Image point grounding data
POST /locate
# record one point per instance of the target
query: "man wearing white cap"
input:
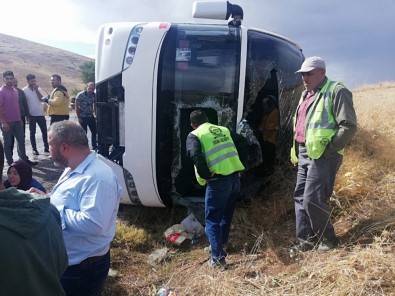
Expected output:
(324, 123)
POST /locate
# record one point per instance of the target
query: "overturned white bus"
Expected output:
(151, 76)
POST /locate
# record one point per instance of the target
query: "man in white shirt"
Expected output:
(36, 111)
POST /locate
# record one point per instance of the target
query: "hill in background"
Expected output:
(23, 57)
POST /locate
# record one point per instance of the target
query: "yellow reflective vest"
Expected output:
(219, 150)
(321, 124)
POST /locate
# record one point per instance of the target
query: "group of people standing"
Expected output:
(324, 124)
(29, 104)
(56, 243)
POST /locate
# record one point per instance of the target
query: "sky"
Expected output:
(356, 38)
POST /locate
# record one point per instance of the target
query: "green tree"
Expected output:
(88, 71)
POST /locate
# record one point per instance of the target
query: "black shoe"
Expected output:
(31, 163)
(218, 263)
(327, 245)
(303, 247)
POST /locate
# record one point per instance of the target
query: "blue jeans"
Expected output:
(86, 278)
(16, 130)
(314, 186)
(42, 123)
(220, 203)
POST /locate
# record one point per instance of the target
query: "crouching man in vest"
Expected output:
(324, 123)
(217, 165)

Work to be completed
Copy all lines of the preceding data that hold the word "query".

Exercise response
query: "man wearing white cap"
query: "overturned white bus"
query: "man in white shirt"
query: "hill in background"
query: "yellow reflective vest"
query: "group of people standing"
query: "sky"
query: "green tree"
query: "black shoe"
query: "blue jeans"
query: "crouching man in vest"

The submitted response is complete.